### Records for this exercise
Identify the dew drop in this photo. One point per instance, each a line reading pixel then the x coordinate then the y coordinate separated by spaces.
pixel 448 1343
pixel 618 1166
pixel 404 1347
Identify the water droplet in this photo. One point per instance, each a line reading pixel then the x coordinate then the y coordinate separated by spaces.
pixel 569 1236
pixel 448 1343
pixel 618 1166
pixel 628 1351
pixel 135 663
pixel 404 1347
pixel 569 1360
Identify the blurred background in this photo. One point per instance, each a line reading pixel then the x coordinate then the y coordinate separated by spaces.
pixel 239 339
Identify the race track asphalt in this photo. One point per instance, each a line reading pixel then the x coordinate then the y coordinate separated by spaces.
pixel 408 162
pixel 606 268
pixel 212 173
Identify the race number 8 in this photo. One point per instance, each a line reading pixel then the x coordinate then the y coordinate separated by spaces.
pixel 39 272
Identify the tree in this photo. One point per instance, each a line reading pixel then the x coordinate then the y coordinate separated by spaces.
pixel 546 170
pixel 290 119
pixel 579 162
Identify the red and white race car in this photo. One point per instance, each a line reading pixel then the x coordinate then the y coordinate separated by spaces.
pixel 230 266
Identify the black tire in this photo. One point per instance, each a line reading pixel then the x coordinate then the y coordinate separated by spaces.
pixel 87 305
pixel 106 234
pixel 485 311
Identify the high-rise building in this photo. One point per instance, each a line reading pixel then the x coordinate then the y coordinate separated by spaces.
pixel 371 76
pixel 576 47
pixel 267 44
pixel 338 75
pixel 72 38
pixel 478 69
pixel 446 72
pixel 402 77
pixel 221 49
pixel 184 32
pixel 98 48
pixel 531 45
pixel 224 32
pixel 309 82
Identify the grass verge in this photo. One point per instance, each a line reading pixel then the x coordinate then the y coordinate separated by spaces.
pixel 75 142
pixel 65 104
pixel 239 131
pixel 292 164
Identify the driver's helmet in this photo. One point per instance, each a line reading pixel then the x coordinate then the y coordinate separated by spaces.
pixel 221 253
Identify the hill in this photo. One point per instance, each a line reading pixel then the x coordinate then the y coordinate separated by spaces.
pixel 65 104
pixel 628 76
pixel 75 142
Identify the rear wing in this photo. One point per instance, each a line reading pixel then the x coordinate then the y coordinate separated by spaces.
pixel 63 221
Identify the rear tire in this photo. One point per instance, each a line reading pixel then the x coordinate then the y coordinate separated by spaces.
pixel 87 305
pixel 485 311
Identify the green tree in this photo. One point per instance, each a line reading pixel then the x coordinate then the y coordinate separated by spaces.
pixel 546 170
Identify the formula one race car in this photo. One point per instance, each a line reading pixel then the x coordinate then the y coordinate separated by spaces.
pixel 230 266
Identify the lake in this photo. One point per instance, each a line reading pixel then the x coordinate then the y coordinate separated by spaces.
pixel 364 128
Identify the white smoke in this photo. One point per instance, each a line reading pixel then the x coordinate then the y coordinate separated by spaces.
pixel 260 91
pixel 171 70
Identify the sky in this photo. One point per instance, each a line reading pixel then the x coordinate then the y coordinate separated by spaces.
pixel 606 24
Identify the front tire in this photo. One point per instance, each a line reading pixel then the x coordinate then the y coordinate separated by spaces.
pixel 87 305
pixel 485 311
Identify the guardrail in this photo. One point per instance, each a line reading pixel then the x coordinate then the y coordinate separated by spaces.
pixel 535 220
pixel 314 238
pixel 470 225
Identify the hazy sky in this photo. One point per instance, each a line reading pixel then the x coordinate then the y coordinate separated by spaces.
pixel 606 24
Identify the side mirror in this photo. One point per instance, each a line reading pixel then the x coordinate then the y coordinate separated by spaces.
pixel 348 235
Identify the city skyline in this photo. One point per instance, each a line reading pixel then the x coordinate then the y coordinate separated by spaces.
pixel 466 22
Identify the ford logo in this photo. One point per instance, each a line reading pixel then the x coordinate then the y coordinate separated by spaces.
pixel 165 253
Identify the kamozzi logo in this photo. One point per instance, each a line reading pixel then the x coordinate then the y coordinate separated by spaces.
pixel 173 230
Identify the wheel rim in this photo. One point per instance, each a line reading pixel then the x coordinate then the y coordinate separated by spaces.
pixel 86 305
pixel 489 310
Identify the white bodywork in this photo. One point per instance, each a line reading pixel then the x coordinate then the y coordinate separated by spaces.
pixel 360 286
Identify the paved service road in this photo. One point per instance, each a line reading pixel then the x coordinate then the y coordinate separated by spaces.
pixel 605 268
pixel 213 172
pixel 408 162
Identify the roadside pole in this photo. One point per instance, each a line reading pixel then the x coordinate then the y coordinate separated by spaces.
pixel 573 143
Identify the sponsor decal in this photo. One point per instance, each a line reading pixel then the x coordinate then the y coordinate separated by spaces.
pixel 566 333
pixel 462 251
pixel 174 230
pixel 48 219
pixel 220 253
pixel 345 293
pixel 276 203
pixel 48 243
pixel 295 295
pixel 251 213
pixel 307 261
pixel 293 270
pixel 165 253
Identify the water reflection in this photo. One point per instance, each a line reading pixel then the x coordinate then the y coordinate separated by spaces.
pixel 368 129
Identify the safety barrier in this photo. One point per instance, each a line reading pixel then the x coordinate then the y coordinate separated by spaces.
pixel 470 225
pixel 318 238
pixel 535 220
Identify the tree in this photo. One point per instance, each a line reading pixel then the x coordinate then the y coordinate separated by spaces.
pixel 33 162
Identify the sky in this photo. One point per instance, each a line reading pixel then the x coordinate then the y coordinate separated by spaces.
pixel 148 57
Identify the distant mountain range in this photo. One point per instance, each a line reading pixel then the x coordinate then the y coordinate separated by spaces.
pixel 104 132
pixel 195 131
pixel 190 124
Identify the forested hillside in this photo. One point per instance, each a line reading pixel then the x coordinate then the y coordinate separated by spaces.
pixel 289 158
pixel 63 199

### What to work on
Could you recast all of the data above as a two-column CSV with the headers instruction and output, one row per instruction, placing each instruction and its answer in a single quoted field with line breaks replaced by spaces?

### Output below
instruction,output
"Identify the dew drop in this photo. One point per instance, each a line reading pixel then the x coordinate then the y coordinate separated by spaces.","pixel 448 1343 pixel 618 1166 pixel 404 1347"
"Identify the water droplet in this photo. One point per instance, each a line reading pixel then the x coordinate then the y coordinate separated by spaces.","pixel 569 1236 pixel 448 1343 pixel 618 1166 pixel 628 1351 pixel 135 663 pixel 404 1347 pixel 569 1360"
"Identify the blurred background in this photo. One point per instance, each a line reading pixel then the x coordinate then the y coordinate separated by spaces.","pixel 239 339"
"Identify the race track asphalt in this photo. One point per instance, each a line reading pixel then the x coordinate then the y coordinate separated by spaces.","pixel 408 162 pixel 606 268 pixel 212 173"
"Identify the race number 8 in this photo. One point per instance, each a line reading pixel then the x coordinate then the y coordinate separated by spaces.","pixel 39 272"
"Identify the tree in this photo. One point per instance, each a line reading pixel then the x coordinate then the y coordinate separated by spaces.","pixel 546 170 pixel 290 119 pixel 579 162"
"Identify the red and white race car in this photo. One point per instance, each a line reading pixel then the x coordinate then the y coordinate separated by spaces.","pixel 230 266"
"Identify the black tire in this photo. One point per instance, each a line reading pixel then the x coordinate then the y coordinate separated by spaces.","pixel 87 305 pixel 106 234 pixel 485 311"
"Identify the high-rise building in this photo. One point per instance, each a line reading pixel then the x coordinate then the y coordinate separated by spaces.","pixel 371 76 pixel 576 47 pixel 267 44 pixel 338 75 pixel 72 38 pixel 478 69 pixel 446 72 pixel 402 77 pixel 221 49 pixel 184 32 pixel 98 48 pixel 531 45 pixel 224 32 pixel 309 82"
"Identify the grass verge in this photo. One point per instance, each a line reading pixel then the x coordinate then the y coordinate separated by spaces.","pixel 75 142 pixel 65 104 pixel 239 131 pixel 292 164"
"Identify the driver's helmet in this photo. One point per instance, each a line reading pixel then the x coordinate then the y coordinate separated by spaces.","pixel 221 253"
"Identify the hill in this photo. One point per instance, each a line reading pixel then the x coordinate then the y coordinate separated by spaces.","pixel 65 104 pixel 628 76 pixel 75 142"
"Identify the rear wing in this photo. One point per instance, each a line reading pixel then the x coordinate then the y coordinate separated by spaces.","pixel 63 221"
"Identify the rear tire in this photo. One point per instance, each a line reading pixel then the x coordinate then the y coordinate separated by spaces.","pixel 87 305 pixel 485 311"
"Identify the green tree in this photo. One point per instance, each a line reading pixel then the x coordinate then the y coordinate separated by spaces.","pixel 546 170"
"Identify the formula one race car in this photo. One point per instance, each a line reading pixel then the x coordinate then the y coordinate separated by spaces.","pixel 230 266"
"Identify the lake in this photo. One point per instance, each a line reading pixel then the x coordinate then the y coordinate separated by spaces.","pixel 364 128"
"Identify the white smoke in this photo. One point per instance, each a line reading pixel then the x coordinate then the y coordinate separated by spaces.","pixel 260 91 pixel 171 70"
"Identify the sky in this photo. One point per instance, each a line reading pixel then the x coordinate then the y coordinate separated by spaces.","pixel 606 24"
"Identify the front tire in this photo. One point per instance, each a line reading pixel then the x coordinate then the y coordinate separated by spaces.","pixel 87 305 pixel 485 311"
"Identify the guardrail in this photo. One point per instance, each a line reading pixel then the x coordinate then the y coordinate separated by spaces.","pixel 535 220 pixel 314 238 pixel 470 225"
"Identify the hazy sky in this photo. One point per instance, each a line reading pixel then the x coordinate then the y coordinate separated by spaces.","pixel 606 24"
"Identify the side mirror in this photo. One point per instance, each a line reading pixel then the x coordinate then the y coordinate separated by spaces.","pixel 348 235"
"Identify the city skyline in this photo. One point per instance, each a line reading pixel then the x coordinate then the y coordinate separated by spaces.","pixel 466 22"
"Identify the ford logo in this photo. One point per instance, each a line reading pixel then the x coordinate then the y coordinate separated by spaces.","pixel 165 253"
"Identify the kamozzi logo in this photo. One point per instance, each a line reading pixel then the x coordinate then the y coordinate separated by spaces.","pixel 173 230"
"Identify the wheel rim in this photo. One point per instance, each a line reading pixel then the x coordinate then the y coordinate separated by spaces.","pixel 86 305 pixel 489 310"
"Identify the white bodywork in this photo. One point per instance, each a line reading pixel then the x coordinate then the y coordinate separated by spaces.","pixel 360 286"
"Identify the paved service road in this photo. One point per instance, each a line reading pixel then the x coordinate then the y coordinate separated by spaces.","pixel 605 268 pixel 213 172 pixel 408 162"
"Identify the roadside pole in this photo. One point per instance, each a line reading pixel then the x coordinate then the y coordinate separated by spaces.","pixel 573 143"
"Identify the sponsor decal in this photo. One point per instance, each a line reading pixel then the x coordinate then the y coordinate separated by spaces.","pixel 566 333 pixel 462 251 pixel 174 230 pixel 48 219 pixel 220 253 pixel 345 293 pixel 276 203 pixel 48 243 pixel 295 295 pixel 251 213 pixel 307 261 pixel 293 270 pixel 165 253"
"Identify the water reflection in this photo. One point per instance, each a line reading pixel then the x coordinate then the y coordinate separated by spaces.","pixel 368 129"
"Identify the safety barrier in this photo. One point per instance, each a line reading pixel then the x coordinate then the y coordinate separated by spaces.","pixel 470 225 pixel 318 238 pixel 535 220"
"Identify the tree in this photo. One point per instance, each a line reading pixel then the x coordinate then the y coordinate separated by spaces.","pixel 33 162"
"Identify the sky in this photo. One point per instance, each a line reading pixel then the x coordinate then the y coordinate separated by spaces.","pixel 148 57"
"Identify the distant mountain range in this photo. One point per instance, each a line reading pixel then the x coordinate then the y coordinate separated by spaces.","pixel 104 132 pixel 195 131 pixel 190 124"
"Identify the forested hillside in this photo. One point per instance, each a line reading pixel then the x coordinate then the y coordinate separated by spaces.","pixel 289 158 pixel 63 199"